■ Work order ■
According to the article on short school days below, in what year did the Education for Persons with Special Education Needs Act become law in Ireland?

■ Study text ■
══════
Short school days: A quiet, hidden practice

The practice, involving families with little voice, is almost certainly illegal in most cases

The Constitution obliges the State to provide free primary education for all children – regardless of their level of disability. Photograph: iStock

The Constitution obliges the State to provide free primary education for all children – regardless of their level of disability. Photograph: iStock

 

On the face of it, all children have a right to education in the same way as any other child.

In practice, the reality is very different.

Today’s report by researchers on the use of short school days for children with disabilities or behaviour problems shows that this practice is taking place on a frightening scale.

One in four children with a disability such as autism has been put on short school days.

Half of the children put on short school days had that reduction for 20 days or more, with many suspensions extending to years without a medical reason and against their parents’ wishes.

This is likely to represent thousands of vulnerable children right across the country.

So what kind of impact does this have on the children themselves?

Again, the report’s findings make for disturbing reading. Many children on short school days are missing key subjects partially or entirely and, as a result, are being denied their legal right to education.

As a result of experiencing short school days, children have been found to suffer significant feelings of anxiety and exclusion and, in many cases, a desire to leave school entirely.

So what does the law state when it comes to education? And is this practice legal?

There is a primary constitutional right to education. Article 42.2 of the Constitution obliges the State to provide free primary education for all children – regardless of their level of disability.

The courts have interpreted this as a right that should be considered “in as full and as positive a manner as for all other children”.

In 2004, the Education for Persons with Special Education Needs (Epsen) Act became law in Ireland.

The Epsen Act also places the State under a legal priority to deliver that education in integrated mainstream settings – with special units and special schools provided where the child’s educational needs require them.

And last year, the State ratified the United Nations Convention on the Rights of Persons with Disabilities (becoming the last country in Europe to do so).

It provides that “people with disabilities shall have the same right to avail of, and benefit from, appropriate education as do their peers who do not have disabilities”.

Clearly, this is not happening on a shocking scale.

Rules

The rules when it comes to the use of short school days are clear.

They may be justified, for example, by a child’s medical needs, as certified by a paediatrician based in the child’s disability services.

Otherwise, the guidelines for schools published by the National Educational Welfare Board are that a shortened school day is a form of suspension that can be imposed only by a school’s board of management, or by the principal with the board’s written authorisation.

The solutions should be simple: greater awareness of rules, along with supports for schools to help meet children’s needs, and greater oversight by authorities.

As of now, not only is this not happening, but no records are being kept by schools or authorities on the scale of the practice.

This has, most likely, suited authorities: it has been a quiet, hidden practice involving families with little voice or power.
══════
[Dataset items]
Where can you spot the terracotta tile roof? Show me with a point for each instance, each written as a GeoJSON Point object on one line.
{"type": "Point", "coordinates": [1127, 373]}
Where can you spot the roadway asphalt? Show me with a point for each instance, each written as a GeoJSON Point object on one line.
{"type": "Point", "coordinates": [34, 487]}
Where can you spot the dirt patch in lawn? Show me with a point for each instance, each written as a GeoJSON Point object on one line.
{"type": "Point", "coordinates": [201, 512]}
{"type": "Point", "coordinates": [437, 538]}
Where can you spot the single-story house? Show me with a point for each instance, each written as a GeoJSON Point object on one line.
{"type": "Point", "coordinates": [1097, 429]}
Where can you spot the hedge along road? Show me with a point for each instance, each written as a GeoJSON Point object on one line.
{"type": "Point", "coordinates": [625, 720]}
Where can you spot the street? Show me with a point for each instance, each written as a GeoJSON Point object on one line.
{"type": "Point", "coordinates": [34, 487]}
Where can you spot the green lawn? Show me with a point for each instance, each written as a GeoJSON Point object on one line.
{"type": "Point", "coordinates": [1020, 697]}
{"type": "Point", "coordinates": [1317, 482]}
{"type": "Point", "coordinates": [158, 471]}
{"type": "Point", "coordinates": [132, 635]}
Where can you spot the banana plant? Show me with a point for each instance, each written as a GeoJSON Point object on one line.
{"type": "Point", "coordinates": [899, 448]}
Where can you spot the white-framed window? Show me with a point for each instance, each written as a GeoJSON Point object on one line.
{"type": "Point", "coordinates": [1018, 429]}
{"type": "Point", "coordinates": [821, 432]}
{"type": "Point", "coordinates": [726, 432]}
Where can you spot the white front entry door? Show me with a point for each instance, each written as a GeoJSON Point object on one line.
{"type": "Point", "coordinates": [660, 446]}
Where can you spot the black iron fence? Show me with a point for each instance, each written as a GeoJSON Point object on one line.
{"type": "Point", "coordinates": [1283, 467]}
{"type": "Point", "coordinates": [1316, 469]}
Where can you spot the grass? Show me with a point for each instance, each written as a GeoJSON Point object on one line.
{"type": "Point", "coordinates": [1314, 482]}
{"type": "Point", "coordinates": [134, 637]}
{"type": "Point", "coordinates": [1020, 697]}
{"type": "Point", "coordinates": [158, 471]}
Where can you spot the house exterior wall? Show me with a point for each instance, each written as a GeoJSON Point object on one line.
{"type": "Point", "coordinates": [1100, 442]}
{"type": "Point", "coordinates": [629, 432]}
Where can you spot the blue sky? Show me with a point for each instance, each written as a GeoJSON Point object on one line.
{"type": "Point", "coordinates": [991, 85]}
══════
■ Answer section ■
2004